═══ Page

Under James II, however, the Tory-dominated magistracy encountered growing problems. In 1686 the king dispensed John Hill, a Catholic, from the oaths under the Test Act on his election to the mayoralty. (fn. 29) The following year Anselm Fowler, apparently also a Catholic, was enfranchised and appointed to the aldermanic bench by royal directive. (fn. 30) The civic elections in the autumn of 1687 merely confirmed the king's nomination of Hill for a second term as mayor. (fn. 31) During James's visit to the city in August 1687 (fn. 32) he used a Catholic chapel that Hill had fitted up in the Tolsey, (fn. 33) and in November 1687 13 of the leading Tories on the corporation were purged, together with the recorder, by the king's order. (fn. 34) They were replaced with a motley group of dissenters and Catholics led by the unpopular new recorder Charles Trinder. (fn. 35) The remaining Tories appear to have seceded from council meetings. (fn. 36) In March 1688 the corporation, not surprisingly, gave its support for the repeal of the penal laws. (fn. 37) By the summer, however, there was growing unrest at the Jacobitism of the city's leaders. (fn. 38) In October 1688 Anselm Fowler was elected mayor, (fn. 39) but within a few weeks, after William of Orange's invasion, the political situation deteriorated. A panic broke out over the report of an Irish attack; (fn. 40) the Tolsey chapel and Catholic houses were assailed; (fn. 41) Fowler was forced to resign and was replaced by the Tory landowner William Cooke; (fn. 42) and the Williamite Whig, Lord Lovelace, then in prison in Gloucester, was released to command troops to quell the disorder. (fn. 43) Over the following months the Jacobite sympathizers lost their seats in the council on one pretext or another. (fn. 44) In 1690 Sir John Guise, who had been in exile with William III, was chosen mayor. (fn. 45)

During the 1690s the city's governing body was fairly evenly divided between Whigs and Tories, with the former coming to dominate the aldermanic bench. There were fiercely fought contests in elections to civic office and also to parliament. In 1690 there was a complaint that one of the candidates for parliament, William Trye, a Tory, had mobilized the support of poorer freemen and secured his own return, although not enfranchised himself. (fn. 46) Conflict accelerated after the turn of the century. Five contests occurred in the seven parliamentary elections between 1701 and 1715. (fn. 47) Hundreds of freemen were created in 1702, 1708, and afterwards to swing the large freeman electorate (about 1,400 strong) behind one party or the other. (fn. 48) In 1703 the Whigs pushed through the election of Nicholas Lane as mayor despite the vociferous opposition of the Tories, and the Tories absented themselves from other civic elections. (fn. 49) With the Tory resurgence in national politics in the last part of Anne's reign, however, the Whig aldermanic caucus was under pressure. (fn. 50) In 1710 the city, unlike numerous other Gloucestershire towns, aligned itself against the rabid Tory Dr. Sacheverell, (fn. 51) but two years later Whig aldermen were being investigated by the authorities for their alleged obstruction over the impressment of troops. (fn. 52) In 1712 the Whig bishop, Edward Fowler, exclaimed 'that popery and slavery are coming in upon us, that we are undone'. (fn. 53) In 1715 the large Tory following in the freeman body returned two likeminded M.P.s. (fn. 54) Party conflict continued into the 1730s. (fn. 55)

══════

## Work required
List every person the passage on the city's politics from James II onward names as mayor, whether elected, chosen, or installed as a replacement.

═══ Given records

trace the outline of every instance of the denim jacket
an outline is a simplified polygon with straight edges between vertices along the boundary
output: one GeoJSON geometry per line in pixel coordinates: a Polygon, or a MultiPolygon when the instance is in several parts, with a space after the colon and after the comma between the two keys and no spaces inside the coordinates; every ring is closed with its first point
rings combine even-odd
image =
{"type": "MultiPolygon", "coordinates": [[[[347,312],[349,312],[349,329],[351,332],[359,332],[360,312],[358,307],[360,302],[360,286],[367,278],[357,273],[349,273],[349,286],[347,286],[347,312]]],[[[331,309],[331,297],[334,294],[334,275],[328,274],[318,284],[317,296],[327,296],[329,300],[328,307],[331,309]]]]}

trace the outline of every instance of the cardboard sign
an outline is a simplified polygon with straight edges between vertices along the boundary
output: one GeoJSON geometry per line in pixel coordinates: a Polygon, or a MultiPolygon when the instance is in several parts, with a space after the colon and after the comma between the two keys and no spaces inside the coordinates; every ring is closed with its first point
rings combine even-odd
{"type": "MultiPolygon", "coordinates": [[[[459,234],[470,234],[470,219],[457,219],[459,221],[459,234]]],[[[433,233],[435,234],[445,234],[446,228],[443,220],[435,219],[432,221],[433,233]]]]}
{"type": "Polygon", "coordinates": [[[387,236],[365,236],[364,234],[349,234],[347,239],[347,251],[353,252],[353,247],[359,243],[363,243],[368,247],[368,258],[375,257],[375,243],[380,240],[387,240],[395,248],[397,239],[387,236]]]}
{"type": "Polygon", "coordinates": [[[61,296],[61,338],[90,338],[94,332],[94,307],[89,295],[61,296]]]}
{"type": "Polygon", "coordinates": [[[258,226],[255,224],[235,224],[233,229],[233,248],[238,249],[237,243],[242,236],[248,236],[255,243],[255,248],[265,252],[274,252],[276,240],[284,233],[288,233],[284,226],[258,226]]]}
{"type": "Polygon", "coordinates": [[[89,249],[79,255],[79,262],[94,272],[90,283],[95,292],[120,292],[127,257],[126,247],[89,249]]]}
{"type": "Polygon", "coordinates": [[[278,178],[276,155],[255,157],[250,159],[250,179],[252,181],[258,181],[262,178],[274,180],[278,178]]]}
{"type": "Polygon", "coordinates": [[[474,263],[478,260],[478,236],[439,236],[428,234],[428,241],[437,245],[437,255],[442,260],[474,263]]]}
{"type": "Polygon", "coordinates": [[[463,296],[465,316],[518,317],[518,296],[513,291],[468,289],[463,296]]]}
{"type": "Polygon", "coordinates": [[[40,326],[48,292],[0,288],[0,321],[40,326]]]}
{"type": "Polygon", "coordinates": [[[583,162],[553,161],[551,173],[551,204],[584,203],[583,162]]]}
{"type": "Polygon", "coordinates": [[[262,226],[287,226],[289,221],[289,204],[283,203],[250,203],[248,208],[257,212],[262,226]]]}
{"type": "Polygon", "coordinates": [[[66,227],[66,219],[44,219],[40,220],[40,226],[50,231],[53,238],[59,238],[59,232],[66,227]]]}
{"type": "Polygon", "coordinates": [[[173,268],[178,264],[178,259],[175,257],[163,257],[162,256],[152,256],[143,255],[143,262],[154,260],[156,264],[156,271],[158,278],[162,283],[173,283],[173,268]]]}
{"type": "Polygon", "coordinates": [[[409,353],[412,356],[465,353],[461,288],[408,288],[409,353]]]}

══════

## Correct response
John Hill, Anselm Fowler, William Cooke, Sir John Guise, Nicholas Lane